- _Information given_:
━━━━━━
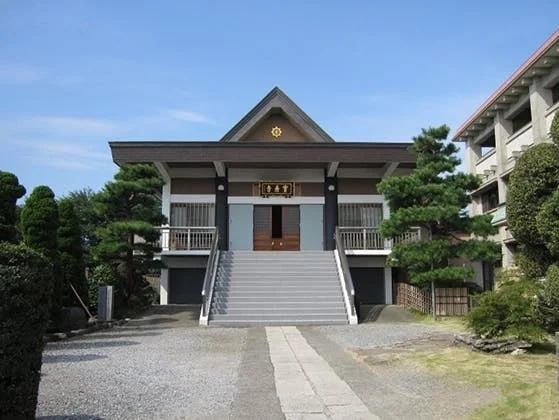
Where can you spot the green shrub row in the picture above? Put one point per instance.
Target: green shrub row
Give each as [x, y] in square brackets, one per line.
[25, 289]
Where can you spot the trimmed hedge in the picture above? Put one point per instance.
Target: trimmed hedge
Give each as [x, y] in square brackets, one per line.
[509, 311]
[25, 288]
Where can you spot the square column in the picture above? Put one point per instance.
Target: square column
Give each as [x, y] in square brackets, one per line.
[222, 212]
[540, 100]
[330, 212]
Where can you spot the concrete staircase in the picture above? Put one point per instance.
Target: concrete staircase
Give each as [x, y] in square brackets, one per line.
[277, 288]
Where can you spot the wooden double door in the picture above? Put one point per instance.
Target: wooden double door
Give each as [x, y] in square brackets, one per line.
[276, 228]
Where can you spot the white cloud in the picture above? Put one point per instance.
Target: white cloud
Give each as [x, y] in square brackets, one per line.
[187, 116]
[73, 125]
[65, 155]
[18, 73]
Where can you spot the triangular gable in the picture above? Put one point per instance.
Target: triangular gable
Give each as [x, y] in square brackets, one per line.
[277, 104]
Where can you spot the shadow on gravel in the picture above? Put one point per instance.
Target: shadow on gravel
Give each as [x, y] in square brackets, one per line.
[97, 336]
[385, 314]
[370, 313]
[71, 358]
[72, 417]
[150, 321]
[90, 343]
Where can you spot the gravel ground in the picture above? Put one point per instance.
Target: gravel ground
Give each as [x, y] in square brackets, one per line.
[158, 367]
[373, 334]
[396, 391]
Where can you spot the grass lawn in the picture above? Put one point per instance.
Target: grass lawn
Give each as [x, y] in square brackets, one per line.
[528, 383]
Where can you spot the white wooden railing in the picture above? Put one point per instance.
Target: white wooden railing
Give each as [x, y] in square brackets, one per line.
[368, 238]
[187, 238]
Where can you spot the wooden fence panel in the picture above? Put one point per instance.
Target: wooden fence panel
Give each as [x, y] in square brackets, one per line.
[449, 301]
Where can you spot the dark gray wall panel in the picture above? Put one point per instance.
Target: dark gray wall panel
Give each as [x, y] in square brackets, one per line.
[185, 285]
[369, 284]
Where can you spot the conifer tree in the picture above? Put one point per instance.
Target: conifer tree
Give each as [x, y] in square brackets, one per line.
[10, 192]
[71, 253]
[39, 225]
[130, 209]
[434, 197]
[532, 201]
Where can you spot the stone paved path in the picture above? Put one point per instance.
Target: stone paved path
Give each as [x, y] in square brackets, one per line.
[306, 385]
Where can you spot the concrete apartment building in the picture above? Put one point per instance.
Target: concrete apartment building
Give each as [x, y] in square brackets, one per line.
[515, 117]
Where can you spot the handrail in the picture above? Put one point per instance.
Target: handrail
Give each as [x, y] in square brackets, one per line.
[209, 278]
[345, 270]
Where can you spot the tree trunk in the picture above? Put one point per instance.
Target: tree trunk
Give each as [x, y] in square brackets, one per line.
[130, 267]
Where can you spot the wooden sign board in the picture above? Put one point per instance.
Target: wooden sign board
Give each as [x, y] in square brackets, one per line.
[275, 189]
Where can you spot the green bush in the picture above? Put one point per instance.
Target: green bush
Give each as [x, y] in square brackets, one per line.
[25, 288]
[103, 275]
[39, 225]
[509, 311]
[548, 300]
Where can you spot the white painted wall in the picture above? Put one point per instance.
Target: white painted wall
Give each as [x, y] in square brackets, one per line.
[275, 174]
[275, 201]
[192, 198]
[388, 285]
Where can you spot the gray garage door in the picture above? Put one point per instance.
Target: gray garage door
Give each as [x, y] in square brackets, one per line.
[369, 284]
[185, 285]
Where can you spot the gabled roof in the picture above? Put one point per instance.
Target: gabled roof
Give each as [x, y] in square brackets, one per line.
[273, 101]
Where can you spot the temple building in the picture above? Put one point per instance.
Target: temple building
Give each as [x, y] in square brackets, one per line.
[275, 222]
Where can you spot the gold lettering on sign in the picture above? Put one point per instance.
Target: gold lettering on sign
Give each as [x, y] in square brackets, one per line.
[282, 189]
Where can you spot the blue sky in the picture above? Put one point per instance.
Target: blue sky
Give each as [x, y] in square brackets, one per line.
[76, 74]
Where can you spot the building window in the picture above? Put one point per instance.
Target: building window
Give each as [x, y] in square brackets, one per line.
[488, 145]
[490, 200]
[522, 117]
[193, 214]
[359, 215]
[555, 93]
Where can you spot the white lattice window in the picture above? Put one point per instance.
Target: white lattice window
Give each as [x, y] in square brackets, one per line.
[359, 214]
[193, 214]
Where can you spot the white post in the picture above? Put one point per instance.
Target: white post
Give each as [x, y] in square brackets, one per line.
[388, 285]
[165, 233]
[164, 287]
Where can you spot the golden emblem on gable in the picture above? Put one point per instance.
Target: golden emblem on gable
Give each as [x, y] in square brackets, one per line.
[276, 132]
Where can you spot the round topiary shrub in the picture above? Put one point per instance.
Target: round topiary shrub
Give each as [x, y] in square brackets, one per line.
[508, 312]
[548, 300]
[25, 288]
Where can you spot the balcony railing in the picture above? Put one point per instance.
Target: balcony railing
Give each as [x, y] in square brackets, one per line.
[367, 238]
[187, 238]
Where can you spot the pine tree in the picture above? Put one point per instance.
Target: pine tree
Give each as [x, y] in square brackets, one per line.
[130, 209]
[532, 201]
[434, 197]
[71, 254]
[10, 192]
[39, 225]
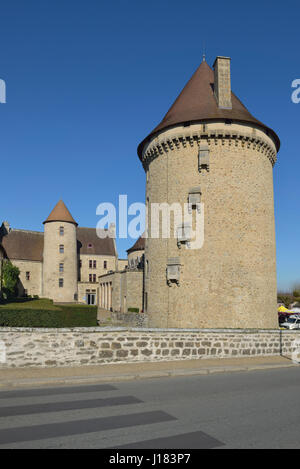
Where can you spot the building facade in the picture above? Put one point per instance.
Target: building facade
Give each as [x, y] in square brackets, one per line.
[122, 290]
[211, 154]
[62, 263]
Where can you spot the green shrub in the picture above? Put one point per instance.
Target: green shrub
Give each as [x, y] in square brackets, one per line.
[66, 317]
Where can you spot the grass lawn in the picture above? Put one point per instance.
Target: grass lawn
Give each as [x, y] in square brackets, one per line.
[43, 313]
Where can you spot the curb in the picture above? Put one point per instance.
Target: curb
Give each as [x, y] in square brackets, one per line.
[23, 383]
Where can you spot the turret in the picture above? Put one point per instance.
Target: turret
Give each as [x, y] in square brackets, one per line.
[212, 157]
[60, 256]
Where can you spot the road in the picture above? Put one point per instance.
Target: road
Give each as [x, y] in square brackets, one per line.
[236, 410]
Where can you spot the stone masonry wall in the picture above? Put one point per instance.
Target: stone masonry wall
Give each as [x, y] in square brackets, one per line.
[96, 346]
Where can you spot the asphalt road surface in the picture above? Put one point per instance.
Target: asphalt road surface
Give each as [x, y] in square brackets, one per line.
━━━━━━
- _Directions_: Keep the pictures out of your copy, and repeat every entry above exactly.

- _Problem solution_:
Where can you spot the green shrub row in the picture above? Put one point per instance.
Target: green shrub row
Give each as [x, y] in square brackets, one per line.
[25, 289]
Where can you spot the trimmed hedge in the picture above? Put one point per instance.
Target: trimmed hedge
Give each as [x, y] in square brackets, one per line.
[509, 311]
[25, 288]
Where can you spot the square column in the picture above? Put one point per instance.
Target: square column
Give each as [x, y] in square brackets, one per line.
[222, 212]
[540, 100]
[330, 212]
Where can you spot the concrete staircase in the picture above? Put one point per instance.
Target: concrete staircase
Give each as [x, y] in square brackets, one per line.
[277, 288]
Where can you spot the wooden double door in the picture above? Put one point per instance.
Target: wooden double door
Give each as [x, y] in square brackets, one per line.
[276, 228]
Where can you spot the white cloud in the picture above? Put one point per instance.
Target: white cloud
Give each as [x, y] in square brackets, one per line.
[187, 116]
[73, 125]
[65, 155]
[18, 73]
Where can you spot the triangular gable in the picture above? Put one point per instance.
Target: triangular gable
Give each as [x, y] in square brackets, one per line.
[277, 104]
Where can you spot the shadow on gravel in the picture above? Put one point per instance.
Target: shadow on gravel
Give each as [x, y] in square brackets, one per line.
[97, 336]
[385, 314]
[370, 313]
[71, 358]
[72, 417]
[150, 321]
[90, 343]
Where can you spot the gravel ground in the picture above? Put one point per instance.
Target: gravel ground
Give each as [x, y] in square brackets, one per line.
[158, 367]
[373, 334]
[396, 391]
Where can you spot the grass lawn in the picture above? Put one point per instance.
Target: grass lawn
Give each as [x, y] in square brackets, one per line.
[528, 383]
Where can you spot the white wooden railing in the picture above? Put one point per instance.
Target: white wooden railing
Give each as [x, y] in square brackets, one per line.
[368, 238]
[187, 238]
Where can you spot the wooden fence panel in the picture above? Put one point per instance.
Target: wooden fence panel
Give each as [x, y] in square brackets, one per line.
[449, 301]
Where can you spot the dark gray wall panel in the picture above? Put one point per instance.
Target: dark gray wall panel
Give each as [x, y] in square brackets, one per line.
[185, 285]
[369, 284]
Where can you spot the conifer tree in the picture above? Put one point per instance.
Target: conifer tree
Give each as [x, y] in square brackets, one per line.
[10, 192]
[71, 253]
[39, 225]
[130, 209]
[434, 197]
[532, 201]
Where can you spot the stone paved path in the picture above? Put one point per instance.
Target: stone paved path
Give each as [x, y] in square brackets, one per line.
[306, 385]
Where can you spot the concrete apartment building in the picture above? Put one point per instance.
Target: concrete apartment building
Give each as [x, y] in square brackets, one per line.
[515, 117]
Where can you spot the handrail in the picture above? Put one point per instance.
Target: handrail
Give each as [x, y] in square brackets, one per line.
[209, 278]
[345, 270]
Where can you spot the tree trunk in the picture above? Put one point per instance.
Target: tree trunk
Give each as [x, y] in square brackets, one per line.
[130, 267]
Where can you spot the wooden sign board in the picture above? Put one point per instance.
Target: wooden sign board
Give each as [x, y] in square brackets, one per line.
[275, 189]
Where can you spot the green bush in the picture above? Put one point per instance.
Target: green bush
Give each as [x, y] in square brackets, one per line.
[25, 288]
[103, 275]
[39, 225]
[509, 311]
[548, 300]
Where can you spot the white painted wall in the picture above? Put one point per instance.
Target: white painted wall
Give each as [x, y] in square brackets, one per line.
[275, 174]
[275, 201]
[192, 198]
[388, 285]
Where can you spot the gray garage door in the picture above? Put one point per instance.
Target: gray garage door
Give each as [x, y] in square brackets, one per line.
[369, 284]
[185, 285]
Where can you spot the gabled roof in the picture above? Put one point per instance.
Target: gabled roof
Give each as [x, y] in square brackets, one per line.
[273, 101]
Where can you spot the temple building in the picture above? Put one point per instance.
Target: temple building
Give each as [x, y] in square brackets, one per line.
[275, 222]
Where can you spot the gold lettering on sign in the picture above? Put one point per instance.
Target: gold lettering on sign
Give each as [x, y] in square brackets, one per line.
[282, 189]
Where can you spot the blue sky in the picture above? Put one point per instance.
Target: blue sky
Give each as [x, y] in square brackets, one per line.
[76, 74]
Where can you spot the building window in the picture above? Put one point per instance.
Target: building window
Give each as [x, y] in square brackets, one per line.
[488, 145]
[490, 200]
[522, 117]
[193, 214]
[359, 215]
[555, 93]
Where can you spot the white lattice window in the picture above? Put one point per instance.
Target: white lattice window
Give each as [x, y] in square brackets, one per line.
[359, 214]
[193, 214]
Where can you spot the white post in the picture above? Put one point per instance.
Target: white post
Give each as [x, y] in square brackets, one per line.
[388, 285]
[165, 233]
[164, 287]
Where can you spot the golden emblem on gable in the picture above? Put one point per instance.
Target: golden emblem on gable
Give each as [x, y] in square brackets, one per line.
[276, 132]
Where can you spot the round topiary shrub in the picture above? Put one point per instance.
Target: round topiary shrub
Give each as [x, y] in square brackets, one per line.
[508, 312]
[548, 300]
[25, 288]
Where can you spot the balcony railing in the picture above? Put one point per instance.
Target: balcony railing
Give each as [x, y] in square brackets, one per line.
[367, 238]
[187, 238]
Where can you spot the pine tree in the picture above? Put one point per instance.
Target: pine tree
Give each as [x, y] in square brackets, one per line.
[130, 209]
[532, 201]
[434, 197]
[71, 254]
[10, 192]
[39, 225]
Where can you spot the building facade in the picture above? Put one point per instance.
Target: building facade
Give each as [x, y] in square brackets, one per line.
[122, 290]
[211, 154]
[62, 263]
Where can you spot the green shrub in the picture above? Put one point per instance.
Target: green shrub
Give each as [x, y] in square brackets, one per line.
[66, 317]
Where can you spot the grass lawn in the picture above? Put one point per instance.
Target: grass lawn
Give each as [x, y] in square brackets, one per line.
[43, 313]
Where can you spot the curb in the picture above? Put one point per instance.
Target: curb
Give each as [x, y] in square brackets, one per line.
[23, 383]
Where can you spot the turret in the picture above? Put one point per instance.
Target: turret
Give each as [x, y] in square brackets, one per line.
[212, 157]
[60, 256]
Where can you spot the road in the picture above? Put one point per instance.
Target: road
Give each as [x, y] in square brackets, one per line.
[236, 410]
Where can you spot the stone masonry wall in the picture above? Put one point per instance.
Target: stone masonry wall
Give each as [x, y] in square brackets, one per line.
[96, 346]
Where can you spot the asphalt road surface in the picture above? Put one point per instance.
Target: asphalt road surface
Give each as [x, y] in square brackets, one per line.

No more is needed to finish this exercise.